PROBLEM REQUIREMENTS. Lines containing the word "sample" are the ones to copy from the records below.

[MATERIAL TO PROCESS Boundary: Start]

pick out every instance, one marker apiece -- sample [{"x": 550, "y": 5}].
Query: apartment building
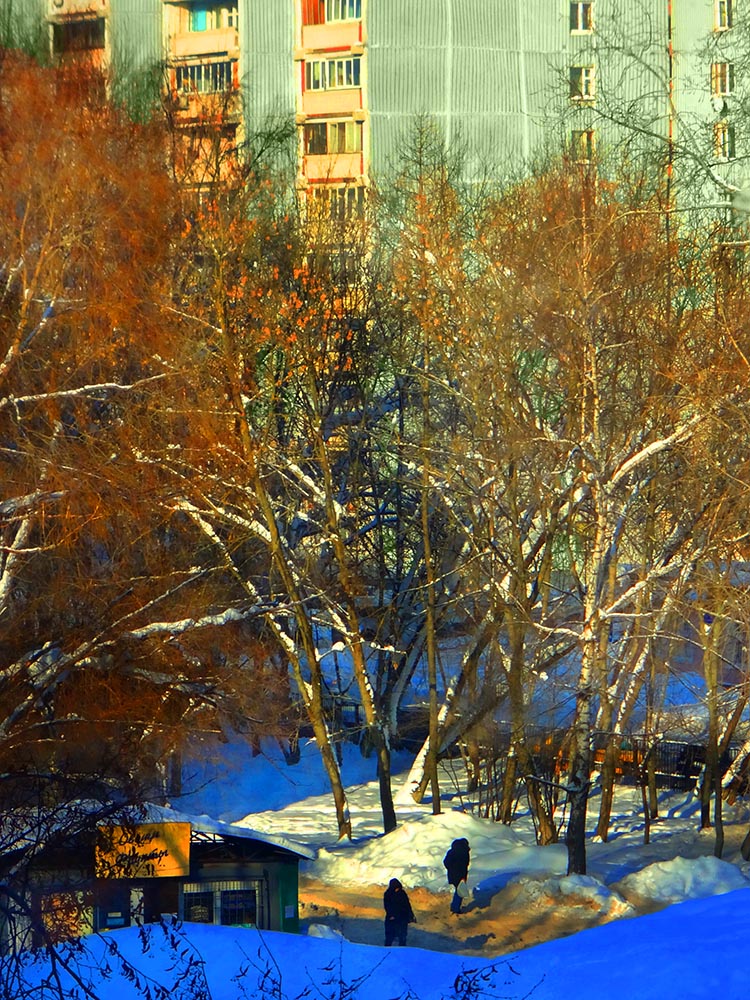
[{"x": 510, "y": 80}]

[MATERIAL TO PROCESS Boundary: End]
[MATERIAL TO PROCESS Boundary: Start]

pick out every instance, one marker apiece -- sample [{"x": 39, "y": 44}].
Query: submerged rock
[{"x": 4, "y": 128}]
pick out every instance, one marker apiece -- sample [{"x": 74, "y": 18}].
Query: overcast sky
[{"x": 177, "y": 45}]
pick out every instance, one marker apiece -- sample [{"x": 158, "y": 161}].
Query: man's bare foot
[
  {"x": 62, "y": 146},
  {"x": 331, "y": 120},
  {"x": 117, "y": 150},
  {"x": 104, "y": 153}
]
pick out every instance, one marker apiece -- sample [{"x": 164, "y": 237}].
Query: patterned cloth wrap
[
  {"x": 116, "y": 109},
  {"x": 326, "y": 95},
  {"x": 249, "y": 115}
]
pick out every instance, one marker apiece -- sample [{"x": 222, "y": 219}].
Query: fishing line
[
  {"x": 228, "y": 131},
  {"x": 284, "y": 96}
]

[MATERIAL TO PROCESS Boundary: End]

ANSWER BELOW.
pick out every instance, one marker apiece -- sample [{"x": 550, "y": 5}].
pick out every instance, one marker apiece -- sample [{"x": 39, "y": 44}].
pick out every instance, one marker apiece -- sample [{"x": 74, "y": 18}].
pick out every instance, one marker apiece -- sample [{"x": 158, "y": 161}].
pick out every instance, one marker apiece -- sample [{"x": 164, "y": 237}].
pick out every instance, one marker apiece -- sample [{"x": 222, "y": 219}].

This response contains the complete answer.